§ **Consigne A**: D'après l'extrait sur les Japonais et la technologie, qu'est-ce que certains restaurants posent sur chaque table, à côté du menu avec photos ?

^^^^^^^^

On écrit souvent ici et ailleurs, « les Japonais sont technophiles », et c'est parfaitement exact. Mais si vous dites aux Nippons : « vous êtes de sacrés fanatiques de technologies », ils risquent néanmoins de tirer une drôle de tête, de tiquer, voire de le nier. Comment expliquer ce paradoxe ? Très simplement, en réalité : l'électronique, elle est omniprésente; la technique, ils baignent dedans ; les machines, ils les utilisent naturellement, sans y prêter attention, par nécessité, mais sans déplaisir et sans en parler à tout bout de champ. Et pour cause, ils n'ont pas le choix.
Ils y sont confrontés dès leur plus jeune âge, à maintes occasions, chez eux comme à l'extérieur et jusqu'à leur vieux jours. De ce fait, ils ne se rendent pas compte que, relativement à d'autres populations de pays développés, ils sont bel et bien de fieffés consommateurs de technos qui s'ignorent. Ils admettent en revanche plus ouvertement être obsédés par la mode, le shopping et surtout par la nourriture. Mais, là encore, et on va le prouver, la technique s'en mêle.
Exemple : savez-vous quel est le nouveau truc des restaurants de type « izakaya » (cuisine nippone variée) ou « family restaurant » pour faire face à la pénurie de main-d'œuvre et doper leur rentabilité tout en améliorant la rapidité de service et en attirant plus de clients? La machine à commande électronique. Il s'agit soit d'un écran tactile, soit d'un stylo-scanner associé à une sorte de petit assistant numérique, posé sur chaque table, à côté du menu avec photos.

^^^^^^^^

§ **Consigne B**: Sélectionnez chaque ligne du listing qui contient le mot « city ».

^^^^^^^^

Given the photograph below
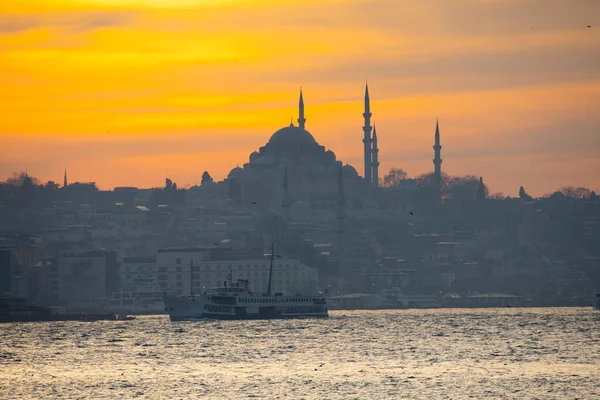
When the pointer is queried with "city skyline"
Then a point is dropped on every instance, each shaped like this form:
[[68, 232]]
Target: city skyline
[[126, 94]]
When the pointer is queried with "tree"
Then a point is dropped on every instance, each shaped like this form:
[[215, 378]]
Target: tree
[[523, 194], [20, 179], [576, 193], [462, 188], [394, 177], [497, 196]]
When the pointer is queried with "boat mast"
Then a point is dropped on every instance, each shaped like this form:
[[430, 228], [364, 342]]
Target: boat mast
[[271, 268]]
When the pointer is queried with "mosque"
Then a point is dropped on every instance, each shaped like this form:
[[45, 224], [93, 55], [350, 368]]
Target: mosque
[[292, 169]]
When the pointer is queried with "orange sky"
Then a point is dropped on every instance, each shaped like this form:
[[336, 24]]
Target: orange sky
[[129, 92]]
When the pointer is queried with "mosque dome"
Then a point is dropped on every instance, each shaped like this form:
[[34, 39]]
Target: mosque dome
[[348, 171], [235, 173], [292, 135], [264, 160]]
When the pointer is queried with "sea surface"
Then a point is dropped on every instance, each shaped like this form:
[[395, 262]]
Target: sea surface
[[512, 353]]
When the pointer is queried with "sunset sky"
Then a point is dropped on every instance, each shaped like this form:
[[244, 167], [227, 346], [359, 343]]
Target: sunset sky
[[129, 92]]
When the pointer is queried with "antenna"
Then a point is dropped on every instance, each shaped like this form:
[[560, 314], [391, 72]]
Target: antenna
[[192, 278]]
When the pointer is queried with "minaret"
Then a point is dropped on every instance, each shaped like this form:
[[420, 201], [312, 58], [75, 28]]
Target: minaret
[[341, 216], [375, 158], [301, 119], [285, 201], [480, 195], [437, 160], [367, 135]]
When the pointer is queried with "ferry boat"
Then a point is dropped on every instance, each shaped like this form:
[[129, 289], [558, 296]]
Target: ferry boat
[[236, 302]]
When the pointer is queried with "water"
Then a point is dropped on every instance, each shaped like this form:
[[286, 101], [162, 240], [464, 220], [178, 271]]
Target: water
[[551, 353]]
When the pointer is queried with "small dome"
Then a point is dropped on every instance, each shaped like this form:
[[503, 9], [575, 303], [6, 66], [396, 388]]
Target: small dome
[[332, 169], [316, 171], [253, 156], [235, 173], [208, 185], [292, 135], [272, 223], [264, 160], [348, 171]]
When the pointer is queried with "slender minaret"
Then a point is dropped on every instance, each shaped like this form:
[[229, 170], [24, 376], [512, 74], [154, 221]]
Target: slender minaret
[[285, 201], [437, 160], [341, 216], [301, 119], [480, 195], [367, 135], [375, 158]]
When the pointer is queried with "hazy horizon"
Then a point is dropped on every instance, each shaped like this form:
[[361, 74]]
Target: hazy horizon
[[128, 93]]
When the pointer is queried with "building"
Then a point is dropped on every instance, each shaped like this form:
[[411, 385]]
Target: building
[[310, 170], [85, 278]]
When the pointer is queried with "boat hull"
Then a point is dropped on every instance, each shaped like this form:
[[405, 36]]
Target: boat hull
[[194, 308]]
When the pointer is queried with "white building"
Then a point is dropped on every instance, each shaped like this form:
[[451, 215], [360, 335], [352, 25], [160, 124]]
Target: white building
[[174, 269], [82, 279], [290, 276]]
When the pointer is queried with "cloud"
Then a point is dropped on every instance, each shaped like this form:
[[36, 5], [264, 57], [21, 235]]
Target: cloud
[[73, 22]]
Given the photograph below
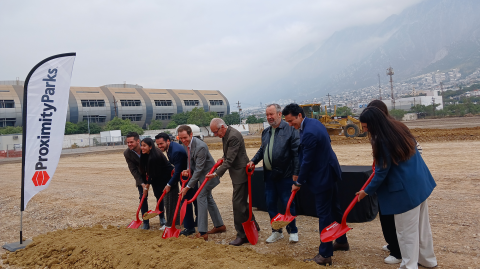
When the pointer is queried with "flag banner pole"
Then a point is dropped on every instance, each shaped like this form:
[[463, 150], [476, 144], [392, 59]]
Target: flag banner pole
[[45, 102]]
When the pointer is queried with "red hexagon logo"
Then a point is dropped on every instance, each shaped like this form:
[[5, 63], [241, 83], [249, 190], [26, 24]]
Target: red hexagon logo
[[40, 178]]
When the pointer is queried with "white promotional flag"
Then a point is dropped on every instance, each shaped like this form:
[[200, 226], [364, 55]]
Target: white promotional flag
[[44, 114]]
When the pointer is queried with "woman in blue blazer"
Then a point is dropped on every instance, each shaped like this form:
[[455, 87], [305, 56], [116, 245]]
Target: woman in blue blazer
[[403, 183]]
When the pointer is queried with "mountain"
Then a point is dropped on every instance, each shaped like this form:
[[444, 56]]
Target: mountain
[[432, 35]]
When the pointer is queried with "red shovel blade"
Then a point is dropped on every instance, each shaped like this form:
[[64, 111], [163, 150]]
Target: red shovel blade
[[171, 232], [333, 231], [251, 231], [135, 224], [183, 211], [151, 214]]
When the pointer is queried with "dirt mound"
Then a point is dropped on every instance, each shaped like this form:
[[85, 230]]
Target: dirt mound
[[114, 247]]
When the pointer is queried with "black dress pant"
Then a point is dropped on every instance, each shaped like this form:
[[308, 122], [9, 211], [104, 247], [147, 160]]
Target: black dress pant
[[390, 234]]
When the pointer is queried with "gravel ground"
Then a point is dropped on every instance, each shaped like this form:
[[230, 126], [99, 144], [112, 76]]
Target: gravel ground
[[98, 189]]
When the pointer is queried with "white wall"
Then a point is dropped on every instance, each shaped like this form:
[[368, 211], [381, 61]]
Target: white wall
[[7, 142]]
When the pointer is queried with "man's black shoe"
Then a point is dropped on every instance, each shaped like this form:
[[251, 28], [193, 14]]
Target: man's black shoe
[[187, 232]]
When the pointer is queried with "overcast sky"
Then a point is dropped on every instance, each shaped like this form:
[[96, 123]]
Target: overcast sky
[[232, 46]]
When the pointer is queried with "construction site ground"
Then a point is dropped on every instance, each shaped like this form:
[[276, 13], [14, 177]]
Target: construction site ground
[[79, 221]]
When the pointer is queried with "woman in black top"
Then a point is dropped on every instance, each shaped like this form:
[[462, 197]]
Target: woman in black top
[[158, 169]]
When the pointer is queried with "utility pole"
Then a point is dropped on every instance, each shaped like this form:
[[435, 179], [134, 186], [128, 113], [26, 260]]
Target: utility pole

^^^^^^^^

§ **Réponse complète A**: Une machine à commande électronique : soit un écran tactile, soit un stylo-scanner associé à une sorte de petit assistant numérique.

§ **Réponse complète B**:
When the pointer is queried with "city skyline"
Target: city skyline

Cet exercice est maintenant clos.